Stated task – Convert the rows below into a JSON list of strings, one string per line, with blank lines omitted.

START Dataset content

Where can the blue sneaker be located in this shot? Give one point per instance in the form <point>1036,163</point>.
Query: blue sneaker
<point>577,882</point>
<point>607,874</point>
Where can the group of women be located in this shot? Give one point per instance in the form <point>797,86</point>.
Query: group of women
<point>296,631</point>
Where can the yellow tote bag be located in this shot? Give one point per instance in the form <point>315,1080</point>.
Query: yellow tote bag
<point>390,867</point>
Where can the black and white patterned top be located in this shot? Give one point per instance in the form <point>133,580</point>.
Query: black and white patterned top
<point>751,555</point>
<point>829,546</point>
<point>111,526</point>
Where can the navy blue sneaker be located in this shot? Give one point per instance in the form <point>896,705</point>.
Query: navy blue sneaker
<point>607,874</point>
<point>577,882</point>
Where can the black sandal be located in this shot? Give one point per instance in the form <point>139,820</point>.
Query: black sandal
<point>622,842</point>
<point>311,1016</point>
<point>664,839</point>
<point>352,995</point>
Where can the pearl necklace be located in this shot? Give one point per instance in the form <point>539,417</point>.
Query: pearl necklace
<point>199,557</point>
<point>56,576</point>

END Dataset content

Response –
[
  "Where can the blue sneaker be located in this shot? Give one point per instance in the form <point>1036,163</point>.",
  "Query: blue sneaker",
  "<point>577,882</point>",
  "<point>607,874</point>",
  "Where can the group of women be located in this shot? Give one point per instance in the form <point>797,86</point>.",
  "Query: group of women",
  "<point>296,631</point>",
  "Where can the yellow tote bag be located in this shot? Give one point per instance in the form <point>315,1080</point>.",
  "Query: yellow tote bag",
  "<point>390,867</point>",
  "Where can the black and white patterned top be located in this shot? Give one point per instance in the form <point>133,580</point>.",
  "Query: black and white patterned top",
  "<point>751,555</point>",
  "<point>829,546</point>",
  "<point>111,526</point>",
  "Where can the navy blue sneaker be located in this shot? Give one point per instance in the form <point>896,705</point>.",
  "Query: navy blue sneaker",
  "<point>607,874</point>",
  "<point>577,882</point>",
  "Where can the black sandal be located in this shot? Give one point per instance in the form <point>139,820</point>.",
  "Query: black sandal",
  "<point>622,842</point>",
  "<point>311,1016</point>",
  "<point>664,839</point>",
  "<point>352,995</point>",
  "Where can the pearl necklace be located in this shot? Give one point per instance in the form <point>539,417</point>.",
  "Query: pearl necklace",
  "<point>199,557</point>",
  "<point>56,576</point>"
]